## What to work on
Give only the number of lines in the data below that contain the word "lizard".

─── Stored rows ───

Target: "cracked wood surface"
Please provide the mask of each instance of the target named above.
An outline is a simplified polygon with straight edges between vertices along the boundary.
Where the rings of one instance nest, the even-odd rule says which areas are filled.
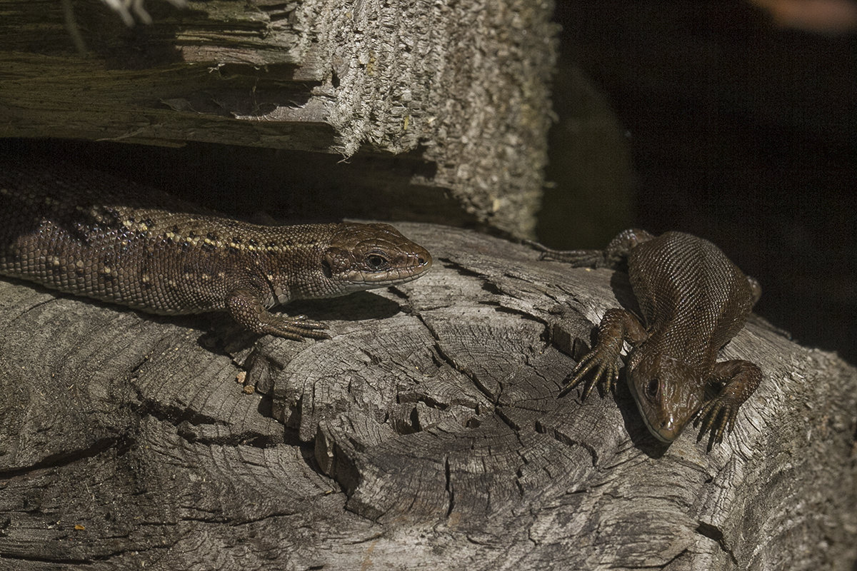
[[[753,318],[735,433],[664,449],[624,385],[556,398],[621,274],[399,227],[434,268],[289,306],[321,342],[0,281],[0,567],[851,568],[854,368]]]
[[[68,2],[85,57],[61,0],[0,0],[0,137],[354,157],[333,186],[375,210],[351,216],[398,219],[387,205],[417,195],[433,208],[412,219],[532,237],[552,0],[150,2],[133,28]],[[393,155],[404,172],[371,160]]]

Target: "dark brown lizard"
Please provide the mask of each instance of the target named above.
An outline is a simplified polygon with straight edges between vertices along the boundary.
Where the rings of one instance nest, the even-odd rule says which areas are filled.
[[[641,321],[625,309],[608,309],[595,347],[566,378],[560,396],[584,379],[584,399],[596,384],[613,390],[627,341],[632,347],[626,365],[628,386],[650,431],[669,443],[695,419],[702,422],[699,439],[710,431],[710,446],[722,442],[762,378],[749,361],[716,361],[758,300],[758,283],[711,242],[681,232],[656,237],[625,230],[603,251],[537,247],[543,258],[576,267],[617,269],[626,261],[642,313]],[[707,398],[707,390],[718,385],[719,394]]]
[[[323,323],[267,309],[431,265],[387,224],[251,224],[95,170],[0,164],[0,274],[144,312],[226,311],[255,333],[326,338]]]

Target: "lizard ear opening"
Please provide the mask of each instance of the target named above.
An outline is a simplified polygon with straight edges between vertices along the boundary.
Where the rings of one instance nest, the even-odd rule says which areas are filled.
[[[644,390],[645,397],[650,401],[654,401],[655,399],[656,399],[657,394],[658,392],[660,392],[660,388],[661,388],[660,385],[661,383],[656,377],[649,381],[648,383],[646,383]]]
[[[330,261],[327,259],[321,260],[321,273],[324,274],[325,277],[331,277],[333,275],[333,271],[330,267]]]

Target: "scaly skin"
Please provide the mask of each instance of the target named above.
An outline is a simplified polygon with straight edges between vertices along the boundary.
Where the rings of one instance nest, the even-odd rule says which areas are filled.
[[[255,333],[324,338],[324,324],[267,309],[431,265],[387,224],[262,226],[98,171],[0,165],[0,274],[144,312],[226,311]]]
[[[620,267],[628,276],[642,321],[609,309],[598,325],[597,342],[566,379],[560,396],[584,383],[585,398],[596,384],[612,390],[619,354],[632,349],[626,373],[631,394],[650,431],[666,443],[694,419],[699,439],[710,431],[709,448],[731,431],[740,405],[762,379],[746,360],[716,362],[717,353],[744,326],[761,288],[711,242],[680,232],[655,237],[626,230],[604,251],[558,252],[536,247],[542,258],[576,267]],[[706,399],[710,386],[719,394]]]

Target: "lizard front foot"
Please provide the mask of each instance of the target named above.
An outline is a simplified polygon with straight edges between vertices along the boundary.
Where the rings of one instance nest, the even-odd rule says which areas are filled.
[[[735,399],[722,395],[705,403],[693,420],[694,428],[702,423],[697,442],[702,440],[703,436],[709,431],[711,432],[709,448],[712,444],[723,442],[723,435],[731,432],[735,427],[735,419],[738,417],[738,407],[740,404]]]
[[[558,396],[563,396],[572,389],[578,386],[587,379],[584,384],[584,394],[581,399],[585,401],[589,394],[592,392],[592,387],[596,384],[602,384],[607,392],[613,392],[619,380],[619,366],[616,365],[618,355],[613,351],[603,348],[596,347],[578,362],[563,384],[562,390]],[[594,374],[589,374],[594,371]]]

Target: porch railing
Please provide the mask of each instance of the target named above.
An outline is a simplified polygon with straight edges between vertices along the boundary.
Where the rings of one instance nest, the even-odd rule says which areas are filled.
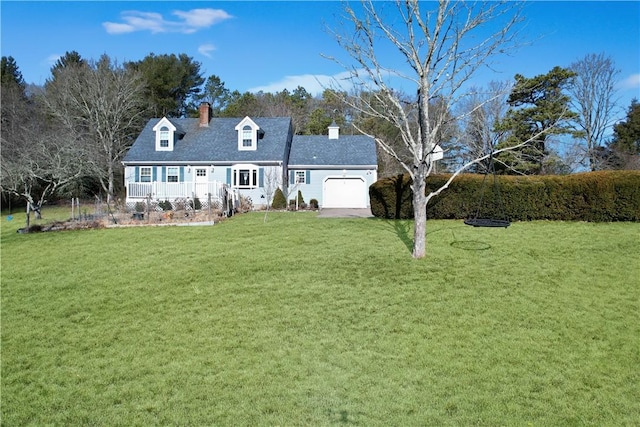
[[[129,182],[127,199],[144,199],[151,196],[155,200],[175,200],[180,198],[213,199],[224,197],[226,185],[214,182]]]

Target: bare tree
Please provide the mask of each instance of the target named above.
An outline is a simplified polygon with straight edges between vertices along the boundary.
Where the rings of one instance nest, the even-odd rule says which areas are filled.
[[[275,194],[276,189],[280,186],[280,181],[277,167],[266,167],[264,169],[264,187],[262,187],[266,204],[264,222],[267,222],[267,215],[269,214],[269,208],[273,201],[273,195]]]
[[[137,72],[106,55],[98,62],[61,68],[46,85],[49,113],[92,152],[92,170],[108,202],[122,156],[141,128],[143,90]]]
[[[3,118],[12,125],[0,134],[0,187],[26,202],[28,231],[31,212],[39,218],[51,196],[80,178],[87,156],[72,135],[47,123],[36,105],[3,96],[3,106],[14,102],[12,116]]]
[[[605,136],[615,122],[615,84],[620,70],[604,53],[588,54],[569,68],[576,73],[569,92],[579,113],[576,123],[584,134],[584,158],[592,171],[597,170]]]
[[[350,82],[356,91],[368,92],[373,97],[370,102],[360,96],[347,102],[361,113],[382,118],[398,128],[411,154],[411,160],[406,161],[388,141],[376,137],[378,145],[395,157],[412,178],[413,257],[423,258],[427,203],[451,182],[425,193],[425,179],[434,170],[432,154],[441,142],[443,128],[459,118],[450,112],[467,95],[465,84],[479,69],[489,65],[494,55],[515,47],[522,5],[509,1],[477,4],[441,0],[434,10],[421,11],[418,0],[405,0],[394,2],[393,12],[386,9],[388,5],[370,0],[362,1],[358,7],[345,5],[350,28],[335,31],[334,36],[355,65],[334,60],[350,72]],[[379,49],[396,52],[398,56],[388,56],[389,62],[385,63]],[[408,71],[400,68],[401,64],[408,64]],[[415,88],[413,102],[404,102],[393,90],[394,80],[400,80],[401,86]],[[432,108],[436,99],[439,108]],[[461,165],[451,180],[484,158]]]
[[[502,141],[504,132],[496,124],[505,116],[510,82],[490,82],[486,88],[472,87],[469,97],[460,103],[460,139],[463,147],[458,157],[457,169],[464,163],[486,155]],[[450,154],[450,153],[448,153]],[[486,165],[478,164],[476,172],[485,173]]]

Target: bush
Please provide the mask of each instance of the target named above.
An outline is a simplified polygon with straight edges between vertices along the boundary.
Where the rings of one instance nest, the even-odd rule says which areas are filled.
[[[145,202],[136,202],[136,212],[144,212],[147,210],[147,204]]]
[[[164,200],[162,202],[158,202],[158,206],[160,206],[160,209],[162,209],[163,211],[173,210],[173,205],[168,200]]]
[[[197,198],[197,197],[194,197],[194,198],[193,198],[193,202],[191,203],[191,207],[192,207],[194,210],[197,210],[197,211],[199,211],[200,209],[202,209],[202,203],[200,203],[200,199],[199,199],[199,198]]]
[[[273,194],[273,202],[271,202],[273,209],[285,209],[287,207],[287,198],[284,197],[284,193],[280,188],[276,188]]]
[[[450,175],[427,178],[427,192]],[[514,221],[640,221],[640,172],[603,171],[575,175],[457,177],[427,205],[427,218],[475,216]],[[499,194],[498,194],[499,192]],[[480,204],[481,194],[482,204]],[[371,210],[380,218],[413,218],[411,179],[398,175],[369,188]]]

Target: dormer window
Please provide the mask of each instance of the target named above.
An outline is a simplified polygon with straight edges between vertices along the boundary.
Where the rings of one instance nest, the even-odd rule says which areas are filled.
[[[242,128],[242,147],[250,148],[253,144],[253,138],[251,134],[253,133],[253,129],[250,126],[245,126]]]
[[[255,151],[258,149],[258,134],[260,127],[249,117],[242,119],[236,126],[238,132],[238,150]]]
[[[156,151],[173,151],[177,128],[163,117],[154,127],[156,133]]]
[[[169,128],[166,126],[160,128],[160,148],[169,148]]]

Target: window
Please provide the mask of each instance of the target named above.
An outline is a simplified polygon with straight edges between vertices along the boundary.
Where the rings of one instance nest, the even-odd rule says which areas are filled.
[[[238,136],[238,151],[255,151],[258,149],[258,134],[262,134],[258,126],[249,117],[245,117],[235,127]]]
[[[153,127],[156,140],[156,151],[172,151],[177,128],[163,117]]]
[[[169,148],[169,128],[166,126],[160,128],[160,147]]]
[[[258,168],[243,166],[233,169],[233,186],[238,188],[256,188],[260,184]]]
[[[167,168],[167,182],[178,182],[178,168]]]
[[[251,147],[253,145],[253,137],[251,136],[251,127],[245,126],[242,128],[242,146]]]
[[[140,168],[140,182],[151,182],[151,168]]]

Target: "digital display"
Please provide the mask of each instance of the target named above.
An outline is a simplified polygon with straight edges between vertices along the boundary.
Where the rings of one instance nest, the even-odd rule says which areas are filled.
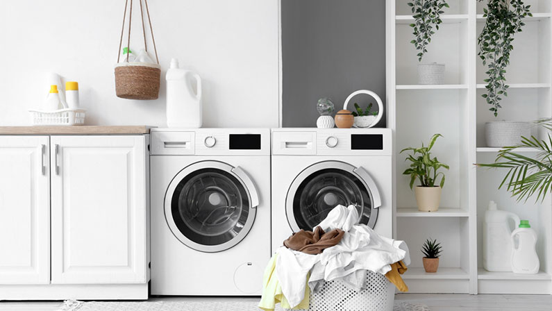
[[[260,134],[230,134],[231,150],[260,150]]]
[[[383,150],[383,134],[351,134],[351,150]]]

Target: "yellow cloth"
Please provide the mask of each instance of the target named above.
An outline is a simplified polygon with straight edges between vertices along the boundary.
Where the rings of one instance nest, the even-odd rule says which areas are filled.
[[[265,275],[262,277],[262,296],[260,298],[258,307],[265,311],[271,311],[274,310],[276,303],[280,303],[280,305],[284,309],[308,309],[309,296],[310,295],[310,289],[308,285],[305,286],[305,298],[293,308],[284,296],[282,293],[282,287],[280,285],[276,275],[276,261],[277,257],[278,254],[274,254],[265,269]],[[308,280],[308,276],[307,276],[307,280]]]
[[[387,278],[390,282],[394,284],[396,288],[401,292],[408,292],[408,287],[403,280],[401,274],[406,272],[408,268],[406,264],[403,262],[403,260],[395,262],[391,264],[391,270],[385,274],[385,277]]]

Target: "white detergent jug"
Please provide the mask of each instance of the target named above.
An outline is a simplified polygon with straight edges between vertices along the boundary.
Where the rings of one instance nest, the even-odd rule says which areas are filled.
[[[514,252],[512,255],[512,271],[515,274],[535,274],[540,262],[537,250],[537,233],[531,228],[528,220],[522,220],[519,228],[512,233]]]
[[[197,91],[192,83],[196,81]],[[167,71],[167,125],[169,128],[201,127],[201,78],[190,70],[178,68],[173,58]]]
[[[519,224],[519,217],[515,214],[496,208],[492,201],[485,212],[483,221],[483,267],[490,271],[510,271],[512,264],[512,229],[510,219]]]

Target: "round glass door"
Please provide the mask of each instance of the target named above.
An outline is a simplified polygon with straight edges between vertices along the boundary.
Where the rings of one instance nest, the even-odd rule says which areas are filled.
[[[286,200],[287,221],[294,231],[312,230],[337,205],[354,205],[358,223],[372,228],[376,225],[379,194],[367,173],[342,162],[317,163],[292,183]]]
[[[231,248],[247,235],[255,219],[246,183],[231,165],[198,162],[181,171],[165,197],[165,217],[174,235],[200,251]],[[248,178],[244,183],[242,178]],[[253,189],[253,191],[255,191]]]

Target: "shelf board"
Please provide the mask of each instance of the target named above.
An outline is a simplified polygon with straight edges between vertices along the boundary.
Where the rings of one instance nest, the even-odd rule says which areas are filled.
[[[552,17],[552,13],[533,13],[533,16],[527,16],[524,17],[524,22],[536,22],[543,19],[549,19]],[[485,22],[487,17],[483,17],[483,14],[477,15],[477,22]],[[444,22],[444,21],[443,21]]]
[[[490,272],[484,269],[477,270],[478,280],[552,280],[552,276],[540,271],[537,274],[517,274],[513,272]]]
[[[468,15],[467,14],[442,15],[441,20],[443,21],[443,24],[461,23],[464,21],[468,20]],[[414,17],[412,17],[412,15],[396,15],[395,16],[395,22],[399,24],[414,24]]]
[[[502,150],[502,148],[495,147],[477,147],[477,152],[494,152],[496,153]],[[539,152],[539,150],[535,148],[516,148],[515,152]]]
[[[550,83],[506,83],[510,89],[539,89],[550,87]],[[486,84],[478,84],[477,88],[484,89]]]
[[[417,208],[396,209],[397,217],[467,217],[469,213],[461,208],[440,208],[437,212],[420,212]]]
[[[401,84],[397,90],[460,90],[467,89],[467,84]]]
[[[410,268],[403,274],[404,279],[449,279],[460,280],[469,278],[467,272],[460,268],[441,268],[434,274],[426,273],[424,268]]]

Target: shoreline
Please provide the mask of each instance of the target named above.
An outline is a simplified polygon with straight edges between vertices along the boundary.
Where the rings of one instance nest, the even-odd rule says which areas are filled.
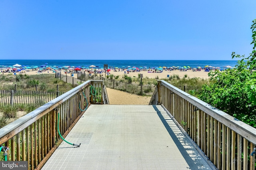
[[[84,70],[82,70],[81,72],[84,72]],[[61,74],[62,74],[66,75],[66,74],[64,73],[65,70],[61,70]],[[158,79],[163,79],[163,78],[168,78],[168,75],[169,75],[169,77],[170,77],[174,75],[178,75],[180,78],[182,78],[185,76],[185,75],[186,75],[186,77],[189,78],[200,78],[202,79],[208,79],[210,78],[210,77],[208,76],[208,72],[205,72],[204,70],[202,70],[200,71],[193,71],[192,70],[188,70],[186,71],[180,71],[179,70],[172,70],[171,71],[169,70],[164,70],[162,72],[148,72],[147,71],[141,71],[140,72],[129,72],[129,73],[127,73],[127,72],[126,74],[124,74],[124,71],[114,71],[114,70],[112,70],[109,72],[110,74],[113,74],[114,76],[123,76],[124,75],[126,74],[127,76],[131,77],[138,77],[139,74],[142,74],[143,75],[143,78],[155,78],[157,76],[158,76]],[[37,71],[34,70],[34,71],[26,71],[24,73],[20,73],[20,72],[16,72],[16,75],[19,74],[26,74],[27,75],[35,75],[35,74],[55,74],[55,72],[54,72],[52,70],[49,70],[48,71],[46,71],[44,72],[42,72],[40,73],[38,73]],[[14,74],[14,73],[9,73],[9,72],[4,72],[4,74],[3,73],[1,73],[2,75],[8,75],[10,74],[12,74],[12,75]],[[74,77],[74,78],[77,78],[77,73],[73,73]],[[86,74],[89,75],[88,73],[86,71]],[[92,74],[92,75],[93,75],[94,74]],[[105,72],[102,73],[97,73],[97,75],[99,76],[99,74],[101,74],[102,76],[103,77],[105,77]],[[67,73],[67,75],[71,76],[71,73]],[[106,76],[107,76],[107,74],[106,74]]]

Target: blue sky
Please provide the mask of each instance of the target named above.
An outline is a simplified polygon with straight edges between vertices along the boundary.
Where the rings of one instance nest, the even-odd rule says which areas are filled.
[[[0,59],[231,60],[256,1],[0,0]]]

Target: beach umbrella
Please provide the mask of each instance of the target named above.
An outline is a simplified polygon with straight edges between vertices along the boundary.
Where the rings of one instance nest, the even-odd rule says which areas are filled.
[[[226,68],[233,68],[232,66],[229,66],[229,65],[225,66],[224,66],[223,67]]]
[[[12,66],[13,66],[14,67],[20,67],[20,66],[21,66],[21,65],[16,64],[14,64]]]

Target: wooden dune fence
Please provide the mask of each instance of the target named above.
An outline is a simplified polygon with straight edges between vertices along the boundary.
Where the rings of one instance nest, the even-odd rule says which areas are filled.
[[[41,92],[0,90],[0,106],[28,104],[42,105],[64,93],[60,91]]]
[[[65,138],[91,104],[90,84],[96,93],[102,94],[102,81],[87,81],[0,129],[0,144],[10,148],[8,160],[27,161],[28,170],[40,169],[62,141],[57,131],[58,113]],[[103,103],[102,95],[94,99]]]

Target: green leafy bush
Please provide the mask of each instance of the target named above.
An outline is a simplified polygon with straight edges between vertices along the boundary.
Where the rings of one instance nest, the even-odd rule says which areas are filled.
[[[245,57],[232,53],[232,58],[242,58],[236,68],[208,73],[210,84],[203,86],[198,98],[234,117],[256,127],[256,20],[252,25],[253,50]]]

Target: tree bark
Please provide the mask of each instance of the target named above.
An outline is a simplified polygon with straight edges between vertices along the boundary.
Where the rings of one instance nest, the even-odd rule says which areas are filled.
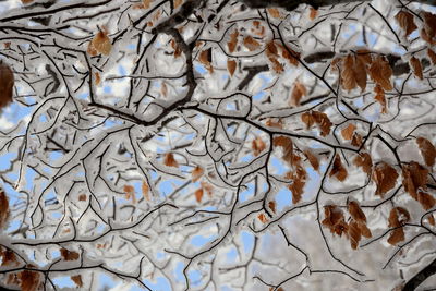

───

## Written solution
3